**Given instruction**
All of the material below is to be repeated exactly.

**Data listing**

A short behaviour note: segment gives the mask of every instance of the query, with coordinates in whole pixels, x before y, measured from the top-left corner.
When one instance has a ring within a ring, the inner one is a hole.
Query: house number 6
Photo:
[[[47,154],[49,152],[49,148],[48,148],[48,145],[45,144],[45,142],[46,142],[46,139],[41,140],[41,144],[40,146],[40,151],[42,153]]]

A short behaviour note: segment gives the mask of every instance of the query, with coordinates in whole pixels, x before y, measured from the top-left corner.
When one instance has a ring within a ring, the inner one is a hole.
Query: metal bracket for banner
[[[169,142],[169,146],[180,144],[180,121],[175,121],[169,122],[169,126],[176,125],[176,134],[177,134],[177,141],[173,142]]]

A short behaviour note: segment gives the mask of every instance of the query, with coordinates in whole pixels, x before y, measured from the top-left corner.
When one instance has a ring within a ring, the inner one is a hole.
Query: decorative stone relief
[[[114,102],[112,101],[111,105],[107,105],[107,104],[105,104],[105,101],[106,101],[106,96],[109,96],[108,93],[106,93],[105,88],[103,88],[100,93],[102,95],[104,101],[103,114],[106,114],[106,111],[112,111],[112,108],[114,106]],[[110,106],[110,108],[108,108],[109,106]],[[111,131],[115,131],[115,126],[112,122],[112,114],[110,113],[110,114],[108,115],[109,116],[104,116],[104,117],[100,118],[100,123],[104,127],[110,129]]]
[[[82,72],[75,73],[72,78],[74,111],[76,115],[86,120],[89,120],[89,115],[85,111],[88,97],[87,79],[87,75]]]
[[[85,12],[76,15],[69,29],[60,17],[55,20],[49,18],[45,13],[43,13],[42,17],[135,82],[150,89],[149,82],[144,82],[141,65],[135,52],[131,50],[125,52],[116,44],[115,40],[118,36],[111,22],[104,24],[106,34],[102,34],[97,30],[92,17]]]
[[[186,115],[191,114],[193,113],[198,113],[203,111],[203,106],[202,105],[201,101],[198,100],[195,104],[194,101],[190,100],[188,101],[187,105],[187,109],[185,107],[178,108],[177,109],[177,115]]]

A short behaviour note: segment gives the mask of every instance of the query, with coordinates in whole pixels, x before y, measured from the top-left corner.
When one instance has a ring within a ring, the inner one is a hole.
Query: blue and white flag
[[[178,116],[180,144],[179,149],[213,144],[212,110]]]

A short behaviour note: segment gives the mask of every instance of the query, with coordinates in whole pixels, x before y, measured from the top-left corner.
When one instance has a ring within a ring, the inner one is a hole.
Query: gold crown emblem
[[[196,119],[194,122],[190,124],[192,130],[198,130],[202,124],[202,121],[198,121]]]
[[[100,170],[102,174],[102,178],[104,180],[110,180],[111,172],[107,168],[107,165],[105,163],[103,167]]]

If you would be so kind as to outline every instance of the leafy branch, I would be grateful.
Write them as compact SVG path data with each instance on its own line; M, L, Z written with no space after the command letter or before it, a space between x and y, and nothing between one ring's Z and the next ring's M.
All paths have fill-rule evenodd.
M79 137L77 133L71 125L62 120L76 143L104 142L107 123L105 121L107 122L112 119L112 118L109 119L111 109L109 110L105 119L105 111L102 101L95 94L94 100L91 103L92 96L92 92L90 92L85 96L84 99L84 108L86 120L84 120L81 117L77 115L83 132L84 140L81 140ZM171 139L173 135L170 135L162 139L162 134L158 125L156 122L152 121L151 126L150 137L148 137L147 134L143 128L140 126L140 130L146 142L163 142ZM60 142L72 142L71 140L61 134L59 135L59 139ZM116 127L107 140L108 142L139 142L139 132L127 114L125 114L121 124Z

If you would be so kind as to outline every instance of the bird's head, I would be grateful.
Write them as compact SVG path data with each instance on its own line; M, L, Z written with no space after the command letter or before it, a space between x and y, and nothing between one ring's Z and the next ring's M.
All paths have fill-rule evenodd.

**Answer to this problem**
A short behaviour note: segment gives the mask of every instance of the query, with coordinates in whole pixels, x before y, measured from the top-left corner.
When one instance has a ring within a ring, the inner one is a hole.
Query: house number 6
Photo:
[[[47,154],[49,152],[49,148],[48,148],[48,145],[45,144],[45,142],[46,142],[46,139],[41,140],[41,144],[40,146],[40,151],[42,153]]]

A short behaviour note: segment gives the mask of every instance of the query, with coordinates in whole pixels, x before y, measured from the top-left corner.
When one instance has a ring within a ring, the inner one is a hole.
Query: metal bracket for banner
[[[169,142],[169,146],[180,144],[180,121],[175,121],[169,122],[169,126],[176,125],[176,134],[177,134],[177,141],[173,142]]]

A short behaviour note: segment gives the mask of every instance of the query, with coordinates in whole pixels, x before y, measured from the top-left corner.
When one instance has a ring within a ring, the inner one is a hole.
Query: decorative stone relief
[[[114,102],[112,101],[111,105],[107,105],[107,104],[105,104],[105,101],[106,101],[106,96],[109,96],[108,93],[106,93],[105,88],[103,88],[100,93],[102,95],[104,101],[103,114],[106,114],[106,111],[112,111],[112,108],[114,106]],[[110,106],[110,108],[108,108],[109,106]],[[111,131],[115,131],[115,126],[112,122],[112,114],[110,113],[110,114],[108,115],[109,116],[104,116],[104,117],[100,118],[100,123],[104,127],[110,129]]]
[[[82,72],[75,73],[72,78],[74,111],[76,115],[86,120],[89,120],[89,115],[85,111],[88,97],[87,79],[87,75]]]
[[[85,12],[76,15],[69,29],[60,17],[55,20],[49,18],[45,13],[43,13],[42,17],[135,82],[150,89],[149,82],[144,82],[141,65],[135,52],[131,50],[125,52],[116,44],[115,40],[118,36],[111,22],[104,24],[106,34],[102,34],[97,30],[92,17]]]
[[[186,115],[191,114],[193,113],[198,113],[203,111],[203,106],[202,105],[201,101],[198,100],[195,104],[194,101],[190,100],[188,101],[187,105],[187,109],[185,107],[178,108],[177,109],[177,115]]]

A short behaviour note: segment gives the mask of every instance of the query, with coordinates in whole pixels, x before y, measured from the top-left corner.
When one instance has a ring within a ring, the inner one is a hole.
Query: blue and white flag
[[[178,116],[180,144],[179,149],[213,144],[212,110]]]

A short behaviour note: segment gives the mask of every instance of the query, with coordinates in whole pixels, x before y, measured from the top-left corner.
When one instance has a ring within a ring, the inner one is a hole.
Query: gold crown emblem
[[[196,119],[194,122],[190,124],[192,130],[198,130],[202,124],[202,121],[198,121]]]
[[[100,170],[102,174],[102,178],[104,180],[110,180],[111,172],[107,168],[107,165],[105,163],[103,167]]]

If you would be so kind as to outline every instance of the leafy branch, I would be grateful.
Write them as compact SVG path data with each instance on its own line; M, L, Z written with no space after the command letter or before it, a space between x and y, and nothing between one ring's Z and the next ring's M.
All paths have fill-rule evenodd.
M79 137L77 133L71 125L62 120L76 143L104 142L107 123L105 121L107 122L112 119L112 118L109 119L111 109L109 110L105 119L105 111L102 101L95 94L94 100L91 103L92 96L92 92L90 92L85 96L84 99L84 108L86 120L84 120L81 117L77 115L83 132L84 140L81 140ZM171 139L173 135L170 135L162 139L162 134L158 125L156 122L152 121L151 126L150 137L148 137L147 134L143 128L140 126L140 130L146 142L163 142ZM60 142L72 142L71 140L61 134L59 135L59 139ZM116 127L107 140L108 142L139 142L139 132L127 114L125 114L121 124Z

If you would be so kind as to outline every instance of the bird's head, I would be grateful.
Write them as compact SVG path data with each instance on its own line; M, L, Z written with no space after the command letter or before it, a space between x and y, and nothing between one ring's Z and the next ring's M.
All paths have fill-rule evenodd.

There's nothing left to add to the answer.